DATASET ROWS:
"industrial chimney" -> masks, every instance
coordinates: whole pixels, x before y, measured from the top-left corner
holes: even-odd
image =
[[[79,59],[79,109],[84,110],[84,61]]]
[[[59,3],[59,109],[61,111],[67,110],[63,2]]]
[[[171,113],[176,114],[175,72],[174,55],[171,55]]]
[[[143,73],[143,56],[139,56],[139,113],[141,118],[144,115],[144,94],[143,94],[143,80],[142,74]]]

GIVEN PROBLEM:
Reproduce without change every line from the start of the data through the line containing "[[[171,113],[176,114],[175,72],[174,55],[171,55]]]", inclusive.

EXERCISE ANSWER:
"industrial chimney" -> masks, every instance
coordinates: whole pixels, x before y, measured from the top-left corner
holes: even-odd
image =
[[[79,59],[79,109],[84,110],[84,61]]]
[[[59,3],[59,109],[61,111],[67,110],[63,2]]]
[[[171,113],[176,114],[175,72],[174,55],[171,55]]]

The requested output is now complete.